- Provided records
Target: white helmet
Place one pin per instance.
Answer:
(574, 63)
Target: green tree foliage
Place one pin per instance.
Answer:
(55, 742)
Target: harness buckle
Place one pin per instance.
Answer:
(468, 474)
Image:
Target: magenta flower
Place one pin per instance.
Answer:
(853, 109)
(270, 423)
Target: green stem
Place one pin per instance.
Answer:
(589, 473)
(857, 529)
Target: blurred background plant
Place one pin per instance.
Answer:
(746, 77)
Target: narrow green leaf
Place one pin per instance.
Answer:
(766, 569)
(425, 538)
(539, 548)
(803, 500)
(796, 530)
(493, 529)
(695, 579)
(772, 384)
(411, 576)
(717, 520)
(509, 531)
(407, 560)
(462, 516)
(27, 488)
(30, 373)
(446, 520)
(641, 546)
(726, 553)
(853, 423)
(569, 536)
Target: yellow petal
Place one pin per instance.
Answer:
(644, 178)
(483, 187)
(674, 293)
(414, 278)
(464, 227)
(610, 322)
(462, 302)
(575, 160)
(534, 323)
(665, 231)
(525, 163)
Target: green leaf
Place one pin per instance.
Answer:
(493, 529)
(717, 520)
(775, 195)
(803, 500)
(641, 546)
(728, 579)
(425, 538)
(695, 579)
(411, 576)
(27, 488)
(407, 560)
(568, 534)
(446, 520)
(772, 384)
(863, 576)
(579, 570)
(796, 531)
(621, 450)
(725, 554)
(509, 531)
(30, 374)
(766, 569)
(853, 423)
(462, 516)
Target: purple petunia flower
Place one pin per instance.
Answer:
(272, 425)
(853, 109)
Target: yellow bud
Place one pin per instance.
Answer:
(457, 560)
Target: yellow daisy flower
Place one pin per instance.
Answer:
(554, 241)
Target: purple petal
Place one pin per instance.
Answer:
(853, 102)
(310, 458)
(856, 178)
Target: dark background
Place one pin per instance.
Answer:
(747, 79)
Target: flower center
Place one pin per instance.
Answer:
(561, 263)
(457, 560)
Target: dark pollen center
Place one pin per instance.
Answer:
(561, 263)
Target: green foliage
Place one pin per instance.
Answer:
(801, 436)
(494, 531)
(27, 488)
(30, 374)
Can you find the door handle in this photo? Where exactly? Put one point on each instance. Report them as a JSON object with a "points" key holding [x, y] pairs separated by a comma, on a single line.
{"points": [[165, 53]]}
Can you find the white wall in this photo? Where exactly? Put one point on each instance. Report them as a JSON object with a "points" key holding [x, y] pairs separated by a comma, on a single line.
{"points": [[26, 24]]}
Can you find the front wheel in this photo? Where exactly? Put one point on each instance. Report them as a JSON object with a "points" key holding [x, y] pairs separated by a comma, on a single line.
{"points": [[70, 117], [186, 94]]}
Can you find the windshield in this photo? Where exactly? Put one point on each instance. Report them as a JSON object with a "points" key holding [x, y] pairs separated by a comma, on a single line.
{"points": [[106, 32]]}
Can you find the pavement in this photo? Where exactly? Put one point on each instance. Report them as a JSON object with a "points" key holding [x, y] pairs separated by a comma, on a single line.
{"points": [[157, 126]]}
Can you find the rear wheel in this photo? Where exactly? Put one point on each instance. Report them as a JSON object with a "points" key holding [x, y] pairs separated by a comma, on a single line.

- Set exercise
Please turn all the items above into a numbered list, leaving out any blank lines.

- Task result
1. Target: white helmet
2. Place one pin per instance.
3. Answer:
4. (574, 63)
5. Target: green tree foliage
6. Place one pin per instance.
7. Answer:
8. (55, 742)
9. Target: harness buckle
10. Place one pin per instance.
11. Answer:
12. (468, 474)
13. Image:
14. Target: magenta flower
15. Place one pin per instance.
16. Answer:
17. (853, 109)
18. (270, 423)
19. Target: green stem
20. Place one pin per instance.
21. Answer:
22. (589, 473)
23. (857, 529)
24. Target: blurred background plant
25. Place one pin per instance.
26. Answer:
27. (746, 77)
28. Target: narrow green leaf
29. Place one pin per instance.
30. Answer:
31. (766, 569)
32. (425, 538)
33. (539, 548)
34. (803, 500)
35. (796, 530)
36. (493, 529)
37. (695, 579)
38. (772, 384)
39. (411, 576)
40. (717, 520)
41. (509, 531)
42. (407, 560)
43. (462, 516)
44. (27, 488)
45. (30, 373)
46. (446, 520)
47. (641, 546)
48. (726, 553)
49. (853, 423)
50. (569, 536)
51. Target: yellow petal
52. Place one pin per instance.
53. Answer:
54. (644, 178)
55. (483, 187)
56. (674, 293)
57. (414, 278)
58. (464, 227)
59. (610, 322)
60. (462, 302)
61. (575, 160)
62. (534, 323)
63. (665, 231)
64. (525, 163)
65. Target: green leaf
66. Place one pin per instance.
67. Answer:
68. (493, 529)
69. (717, 520)
70. (775, 195)
71. (803, 500)
72. (641, 546)
73. (728, 579)
74. (425, 538)
75. (695, 579)
76. (411, 576)
77. (27, 488)
78. (407, 560)
79. (568, 534)
80. (446, 520)
81. (772, 384)
82. (863, 576)
83. (579, 570)
84. (796, 531)
85. (621, 450)
86. (725, 554)
87. (509, 531)
88. (30, 374)
89. (766, 569)
90. (853, 423)
91. (462, 516)
92. Target: purple petunia flower
93. Place one pin per instance.
94. Answer:
95. (272, 425)
96. (853, 109)
97. Target: yellow bud
98. Place one pin per instance.
99. Answer:
100. (457, 560)
101. Target: yellow daisy flower
102. Place one pin per instance.
103. Answer:
104. (554, 241)
105. Target: purple petal
106. Place one pin per instance.
107. Answer:
108. (853, 102)
109. (310, 458)
110. (856, 178)
111. Target: dark background
112. Place one pin per instance.
113. Answer:
114. (747, 79)
115. Target: flower center
116. Place one pin per instance.
117. Answer:
118. (561, 263)
119. (457, 560)
120. Target: dark pollen center
121. Place one pin per instance.
122. Answer:
123. (561, 263)
124. Target: green foliage
125. Place one pin per instance.
126. Answer:
127. (801, 436)
128. (494, 531)
129. (27, 488)
130. (30, 374)
131. Can you find the door handle in this photo? Where exactly? Put one point on each instance. Report them as a JSON object with a "points" key holding [x, y] pairs separated by a comma, on a single line.
132. {"points": [[165, 53]]}
133. Can you find the white wall in this photo? Where exactly? Put one point on each instance. Report them as a JSON object with a "points" key holding [x, y] pairs separated by a comma, on a single line.
134. {"points": [[26, 24]]}
135. Can you find the front wheel in this photo? Where exactly? Put one point on each instance. Report them as a JSON object with a "points" key holding [x, y] pairs separated by a comma, on a single line.
136. {"points": [[70, 117], [186, 94]]}
137. Can you find the windshield in this photo? Where exactly? Put one point on each instance. Report them as a JSON object with a "points" key holding [x, y] pairs separated by a comma, on a single line.
138. {"points": [[106, 32]]}
139. Can you find the pavement in this photo? Where exactly? Put one point on each instance. Report them as a JSON object with a "points" key holding [x, y] pairs separated by a comma, on a single line.
140. {"points": [[157, 126]]}
141. Can you find the rear wheel in this photo? Where exactly? Put one point on each instance. Report them as a JSON object with a "points" key holding [x, y] pairs separated by a comma, on a single line.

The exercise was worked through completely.